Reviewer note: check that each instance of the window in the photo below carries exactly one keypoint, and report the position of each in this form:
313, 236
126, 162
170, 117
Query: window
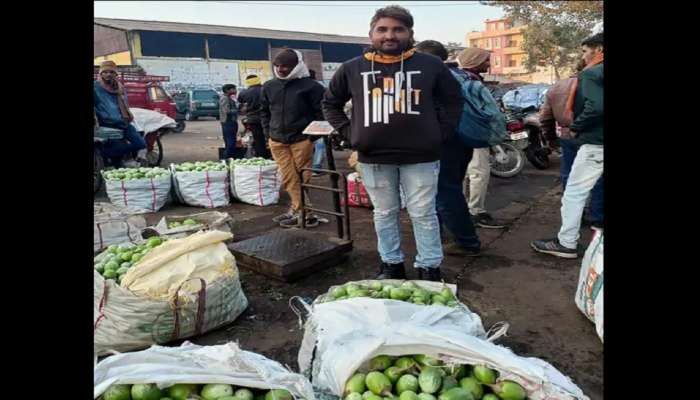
157, 94
204, 95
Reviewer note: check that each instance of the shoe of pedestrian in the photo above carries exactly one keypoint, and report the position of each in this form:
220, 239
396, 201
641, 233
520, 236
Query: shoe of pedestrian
282, 217
484, 220
391, 271
294, 222
455, 249
553, 247
132, 164
429, 274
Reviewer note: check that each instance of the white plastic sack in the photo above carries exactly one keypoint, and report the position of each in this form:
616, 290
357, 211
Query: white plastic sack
114, 227
172, 299
149, 121
190, 363
589, 293
209, 221
340, 337
208, 189
258, 185
139, 195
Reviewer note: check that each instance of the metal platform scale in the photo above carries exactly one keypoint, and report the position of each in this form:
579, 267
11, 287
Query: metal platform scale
290, 254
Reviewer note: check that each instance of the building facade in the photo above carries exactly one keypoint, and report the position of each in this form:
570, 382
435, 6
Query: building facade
504, 40
195, 55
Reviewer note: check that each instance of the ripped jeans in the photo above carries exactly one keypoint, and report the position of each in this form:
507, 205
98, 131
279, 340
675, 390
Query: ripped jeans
419, 182
587, 168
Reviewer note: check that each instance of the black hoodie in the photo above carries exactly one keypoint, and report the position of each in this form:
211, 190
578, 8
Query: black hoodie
388, 126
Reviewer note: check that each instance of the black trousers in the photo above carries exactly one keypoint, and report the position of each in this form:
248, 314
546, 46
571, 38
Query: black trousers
259, 142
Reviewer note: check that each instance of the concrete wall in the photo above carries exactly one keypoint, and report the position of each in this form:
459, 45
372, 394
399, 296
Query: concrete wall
187, 73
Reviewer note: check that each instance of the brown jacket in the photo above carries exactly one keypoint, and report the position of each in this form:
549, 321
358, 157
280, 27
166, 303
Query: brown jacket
552, 111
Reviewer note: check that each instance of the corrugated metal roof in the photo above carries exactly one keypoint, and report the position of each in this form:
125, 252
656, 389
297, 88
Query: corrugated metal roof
132, 25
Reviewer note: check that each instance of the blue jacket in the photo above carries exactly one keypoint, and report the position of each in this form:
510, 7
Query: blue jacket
107, 108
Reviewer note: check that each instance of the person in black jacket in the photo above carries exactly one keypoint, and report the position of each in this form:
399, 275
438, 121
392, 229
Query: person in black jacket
289, 103
398, 133
249, 104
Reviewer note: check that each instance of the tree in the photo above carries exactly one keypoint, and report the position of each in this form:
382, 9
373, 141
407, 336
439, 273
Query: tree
555, 29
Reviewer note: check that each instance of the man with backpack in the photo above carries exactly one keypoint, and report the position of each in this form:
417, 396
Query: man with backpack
585, 108
289, 103
451, 205
398, 133
475, 61
555, 128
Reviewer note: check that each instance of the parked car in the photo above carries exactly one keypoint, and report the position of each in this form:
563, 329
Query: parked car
197, 103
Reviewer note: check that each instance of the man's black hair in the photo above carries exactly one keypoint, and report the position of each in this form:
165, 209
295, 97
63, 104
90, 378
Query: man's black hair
433, 47
396, 12
594, 41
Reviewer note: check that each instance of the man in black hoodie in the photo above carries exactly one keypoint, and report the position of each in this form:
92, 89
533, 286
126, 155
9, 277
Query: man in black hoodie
249, 103
398, 134
289, 104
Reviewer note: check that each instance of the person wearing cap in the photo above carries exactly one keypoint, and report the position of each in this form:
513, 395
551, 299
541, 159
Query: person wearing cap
112, 111
249, 103
289, 103
475, 61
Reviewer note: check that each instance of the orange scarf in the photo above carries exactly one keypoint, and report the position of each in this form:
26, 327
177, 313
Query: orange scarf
569, 113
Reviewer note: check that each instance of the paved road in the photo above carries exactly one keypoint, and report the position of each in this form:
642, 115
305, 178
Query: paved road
509, 282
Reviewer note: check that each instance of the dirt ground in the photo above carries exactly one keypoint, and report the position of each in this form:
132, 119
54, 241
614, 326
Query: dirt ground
509, 282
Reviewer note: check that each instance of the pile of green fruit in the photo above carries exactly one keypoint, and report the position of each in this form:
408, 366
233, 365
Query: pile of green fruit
115, 261
186, 391
255, 161
200, 166
421, 377
407, 291
130, 174
178, 224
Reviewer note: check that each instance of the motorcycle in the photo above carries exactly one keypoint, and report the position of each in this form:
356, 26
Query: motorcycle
507, 159
538, 149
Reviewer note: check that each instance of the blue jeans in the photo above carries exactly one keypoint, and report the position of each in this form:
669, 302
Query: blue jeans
452, 207
419, 182
319, 154
585, 173
569, 149
115, 150
230, 130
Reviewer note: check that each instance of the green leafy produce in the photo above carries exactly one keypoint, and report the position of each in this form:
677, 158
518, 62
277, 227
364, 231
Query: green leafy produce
145, 391
380, 363
509, 390
378, 383
473, 386
407, 382
213, 391
484, 374
117, 392
356, 384
430, 380
129, 174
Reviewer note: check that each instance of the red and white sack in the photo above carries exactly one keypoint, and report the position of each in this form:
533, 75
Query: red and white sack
115, 227
589, 293
357, 194
139, 195
208, 189
258, 185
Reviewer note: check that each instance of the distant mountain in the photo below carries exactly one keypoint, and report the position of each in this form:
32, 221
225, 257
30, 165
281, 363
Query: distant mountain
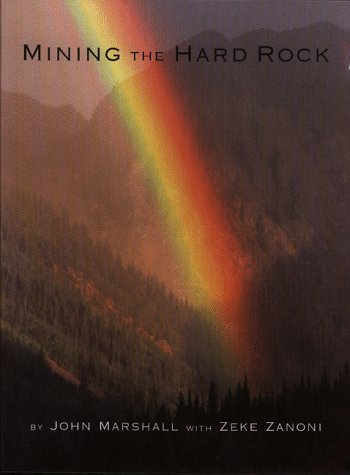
275, 141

******************************

» PROBLEM REQUIREMENTS: Could you return every entry above word for word, leaving out the pictures?

» CORRECT ANSWER:
Reviewer note: check that each instance of the window in the photo below carries exactly one keypoint, and report the position of each in this form:
313, 236
126, 162
170, 117
Query: window
157, 94
204, 95
Reviewer note: check that each instance of the shoe of pedestrian in the photo above carries exactly one keypoint, and report the position of each in this form:
220, 239
396, 201
641, 233
520, 236
Query: shoe of pedestrian
282, 217
484, 220
391, 271
294, 222
455, 249
553, 247
132, 164
429, 274
Reviewer note: check that each instance of the white plastic sack in the photo above carries exactly one keypoint, and report the position of each in this form:
616, 290
357, 211
Query: white plastic sack
114, 227
172, 299
149, 121
190, 363
589, 293
209, 221
340, 337
208, 189
258, 185
139, 195
Reviewer note: check that each instance of the metal platform scale in the photo above carries exactly one keypoint, and report the position of each in this form:
579, 267
11, 287
Query: metal platform scale
290, 254
Reviewer note: check that each instance of the building facade in the photo above carries exactly one keypoint, and report the position of each in this form:
570, 382
435, 6
Query: building facade
504, 40
195, 55
Reviewer note: check that each instance of the ripped jeans in the photo above carries exactly one keypoint, and report the position of each in this form:
507, 205
98, 131
279, 340
675, 390
Query: ripped jeans
419, 182
587, 168
Reviewer note: check that each instance of the black hoodie in the photo above carries exactly one keypoint, and report the position of each in this form:
211, 190
578, 8
Query: black hoodie
388, 126
Reviewer note: check that each instance of the black trousers in the photo above carries exactly one keypoint, and report the position of each in this form:
248, 314
546, 46
571, 38
Query: black trousers
259, 142
Reviewer note: check that each instance of the concrete wall in the photo above carries exactly one keypoint, and report the position of each in this form:
459, 45
372, 394
399, 296
Query: concrete wall
187, 73
Reviewer note: check that each instance of the brown jacket in the photo above carries exactly one keypoint, and report the position of each in this form:
549, 321
358, 157
280, 27
166, 303
Query: brown jacket
552, 111
Reviewer note: check that each instance of the corrugated metal roof in the photo above carries exactly one keypoint, and report the position of each in this form:
125, 252
656, 389
297, 88
Query: corrugated metal roof
132, 25
Reviewer note: check that each instance of the blue jacket in the photo above carries exactly one keypoint, and report the position of each in this form:
510, 7
Query: blue jacket
107, 108
Reviewer note: check that each instance of the person in black jacket in the photo above carries exactly one keypoint, and report the position of each in this form:
399, 275
438, 121
392, 229
Query: person in black jacket
289, 103
398, 133
249, 104
Reviewer note: check that each instance of the tree in the photo above carries exactly one keypoint, and report the position of each in this form:
382, 9
373, 141
407, 336
439, 273
Query: tree
555, 29
Reviewer note: check that each instance of the man with backpack in the photo above carries exactly one keypoint, and report the position of each in this form:
417, 396
Query: man with backpack
585, 108
289, 103
451, 205
398, 133
475, 61
555, 128
Reviewer note: check that each instance of the parked car in the photo above carries exactly one keypoint, and report the position of each in this form:
563, 329
Query: parked car
197, 103
Reviewer note: check that each instance of the man's black hair in the photo above carries exactly one keypoint, and report the position of each in this form:
165, 209
295, 97
63, 104
90, 378
Query: man's black hair
433, 47
396, 12
594, 41
Reviewer note: check that each instance of the man in black hoodie in the photo above carries exactly one keypoint, and report the position of each in this form:
92, 89
533, 286
126, 155
9, 277
Query: man in black hoodie
249, 103
398, 134
289, 104
Reviewer note: check that each instance of the person wearing cap in the photo above carries exactly one keypoint, and report the position of each in this form:
513, 395
551, 299
541, 159
Query: person wearing cap
112, 111
249, 103
289, 103
475, 61
Reviewer note: check that each instance of the orange scarf in the photo above carries exactly one keypoint, and report the position of each in this form:
26, 327
177, 313
Query: orange scarf
569, 113
Reviewer note: check that each instance of the paved road in the photo above carries exactly one keypoint, and report the position of each in this form:
642, 115
305, 178
Query: paved road
509, 282
Reviewer note: check that each instance of the dirt ground in the photo above carries exactly one keypoint, and report the position of each in this form:
132, 119
54, 241
614, 326
Query: dirt ground
509, 282
Reviewer note: check that each instance of the pile of green fruit in the photo above carries exactly one keypoint, and report the position of each in this form:
408, 366
233, 365
Query: pile of green fruit
115, 261
186, 391
255, 161
200, 166
421, 377
407, 291
130, 174
178, 224
Reviewer note: check that each instance of the motorcycle in the photo above carries exactly one keypoint, and report the position of each in this form:
356, 26
Query: motorcycle
507, 159
538, 149
Reviewer note: check that each instance of the blue jeans in the photo above carries exactly one keypoint, and report the position of each in this form:
669, 302
Query: blue jeans
452, 207
419, 182
319, 154
585, 173
569, 149
115, 150
230, 130
Reviewer note: check that each instance of the green leafy produce in the photo above carries exactly one keypoint, and report the position of each in this form:
677, 158
518, 62
277, 227
364, 231
Query: green leafy produce
145, 391
380, 363
509, 390
378, 383
473, 386
407, 382
213, 391
484, 374
117, 392
356, 384
430, 380
129, 174
Reviewer note: check that each instance of the red and white sack in the photo above carries exactly one keypoint, and report the position of each in this form:
533, 75
Query: red and white sack
115, 227
589, 293
357, 194
139, 195
208, 189
258, 185
Reviewer note: check that each instance of the distant mountain in the photo below carries exactly one keypoint, and report the position of each in this form:
32, 221
225, 257
30, 165
281, 363
Query: distant mountain
275, 141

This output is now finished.